Copy the following material word for word.

Material provided:
<<<<
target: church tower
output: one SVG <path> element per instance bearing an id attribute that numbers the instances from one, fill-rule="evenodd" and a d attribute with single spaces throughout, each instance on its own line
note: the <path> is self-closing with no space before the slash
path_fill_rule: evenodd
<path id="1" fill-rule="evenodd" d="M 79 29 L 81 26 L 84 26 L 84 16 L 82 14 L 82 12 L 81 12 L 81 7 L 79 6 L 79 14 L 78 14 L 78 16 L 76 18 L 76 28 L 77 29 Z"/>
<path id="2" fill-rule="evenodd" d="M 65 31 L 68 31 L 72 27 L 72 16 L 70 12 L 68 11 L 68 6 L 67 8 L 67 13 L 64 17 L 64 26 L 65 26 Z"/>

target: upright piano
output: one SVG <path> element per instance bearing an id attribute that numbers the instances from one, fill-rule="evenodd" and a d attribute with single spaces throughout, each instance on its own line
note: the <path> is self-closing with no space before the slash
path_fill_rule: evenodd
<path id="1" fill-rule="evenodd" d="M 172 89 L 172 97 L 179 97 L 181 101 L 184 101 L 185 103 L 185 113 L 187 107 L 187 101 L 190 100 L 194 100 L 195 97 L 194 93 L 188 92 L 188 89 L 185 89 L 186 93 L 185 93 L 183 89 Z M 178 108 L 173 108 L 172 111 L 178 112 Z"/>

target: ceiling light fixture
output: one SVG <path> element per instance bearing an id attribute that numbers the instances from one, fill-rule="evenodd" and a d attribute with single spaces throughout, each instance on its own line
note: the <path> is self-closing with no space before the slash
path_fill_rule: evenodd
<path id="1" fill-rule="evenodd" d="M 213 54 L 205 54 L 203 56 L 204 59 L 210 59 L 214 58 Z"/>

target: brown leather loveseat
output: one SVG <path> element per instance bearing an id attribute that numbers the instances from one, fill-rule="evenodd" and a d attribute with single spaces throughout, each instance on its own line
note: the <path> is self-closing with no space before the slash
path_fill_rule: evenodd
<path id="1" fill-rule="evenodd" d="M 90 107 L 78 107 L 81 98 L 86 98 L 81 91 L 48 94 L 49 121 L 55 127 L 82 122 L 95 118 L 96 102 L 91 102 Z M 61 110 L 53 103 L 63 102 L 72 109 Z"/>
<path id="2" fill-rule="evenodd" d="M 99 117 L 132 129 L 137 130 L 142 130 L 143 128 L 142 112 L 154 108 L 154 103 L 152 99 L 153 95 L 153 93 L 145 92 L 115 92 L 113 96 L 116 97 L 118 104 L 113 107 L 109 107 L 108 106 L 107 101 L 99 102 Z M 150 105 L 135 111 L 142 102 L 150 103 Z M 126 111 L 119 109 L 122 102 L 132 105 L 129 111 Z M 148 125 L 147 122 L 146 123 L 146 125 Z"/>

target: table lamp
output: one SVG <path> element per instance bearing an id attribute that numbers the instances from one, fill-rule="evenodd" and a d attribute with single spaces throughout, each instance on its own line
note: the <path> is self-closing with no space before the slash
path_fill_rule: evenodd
>>>>
Solution to the problem:
target: church tower
output: one SVG <path> element per instance bearing an id attribute that numbers the instances from one, fill-rule="evenodd" and a d attribute with single spaces throughout, each instance on its own line
note: the <path> is self-closing with no space before the slash
path_fill_rule: evenodd
<path id="1" fill-rule="evenodd" d="M 79 29 L 81 26 L 84 26 L 84 16 L 82 14 L 82 12 L 81 12 L 81 7 L 79 6 L 79 14 L 78 14 L 78 16 L 76 18 L 76 28 L 77 29 Z"/>
<path id="2" fill-rule="evenodd" d="M 65 31 L 68 31 L 72 27 L 72 16 L 70 12 L 68 11 L 68 6 L 67 8 L 67 13 L 64 17 L 64 26 L 65 26 Z"/>

target: upright piano
output: one SVG <path> element per instance bearing an id attribute that numbers the instances from one, fill-rule="evenodd" and a d attribute with single spaces throughout, each instance on its own line
note: the <path> is self-closing with no space before the slash
path_fill_rule: evenodd
<path id="1" fill-rule="evenodd" d="M 172 89 L 172 97 L 179 97 L 181 101 L 184 101 L 185 103 L 185 113 L 187 107 L 187 101 L 190 100 L 194 100 L 195 97 L 194 93 L 188 92 L 188 89 L 185 89 L 186 93 L 185 93 L 183 89 Z M 178 108 L 173 108 L 172 111 L 178 112 Z"/>

target: ceiling light fixture
output: one SVG <path> element per instance bearing an id attribute that numbers the instances from one, fill-rule="evenodd" and a d attribute with single spaces throughout, each instance on its own line
note: the <path> is self-closing with no space before the slash
path_fill_rule: evenodd
<path id="1" fill-rule="evenodd" d="M 213 54 L 205 54 L 203 56 L 204 59 L 210 59 L 214 58 Z"/>

target: brown leather loveseat
output: one SVG <path> element per instance bearing an id attribute that numbers the instances from one, fill-rule="evenodd" and a d attribute with single spaces throughout, each instance on its own line
note: the <path> is self-closing with no space before the slash
path_fill_rule: evenodd
<path id="1" fill-rule="evenodd" d="M 90 107 L 78 107 L 81 98 L 86 98 L 81 91 L 48 94 L 49 121 L 55 127 L 82 122 L 95 118 L 96 102 L 91 102 Z M 61 110 L 53 103 L 63 102 L 72 109 Z"/>
<path id="2" fill-rule="evenodd" d="M 99 117 L 132 129 L 137 130 L 142 130 L 143 128 L 142 112 L 154 108 L 154 103 L 152 99 L 153 95 L 153 93 L 145 92 L 115 92 L 113 96 L 116 97 L 118 104 L 113 107 L 109 107 L 108 106 L 107 101 L 99 102 Z M 150 105 L 135 111 L 142 102 L 150 103 Z M 126 111 L 119 109 L 122 102 L 132 105 L 129 111 Z M 148 125 L 147 122 L 146 123 L 146 125 Z"/>

target: table lamp
output: one SVG <path> element per instance bearing an id attribute that numbers the instances from one, fill-rule="evenodd" and a d attribute with single spaces throughout, each instance on its own line
note: the <path> is self-closing with no space before the slash
path_fill_rule: evenodd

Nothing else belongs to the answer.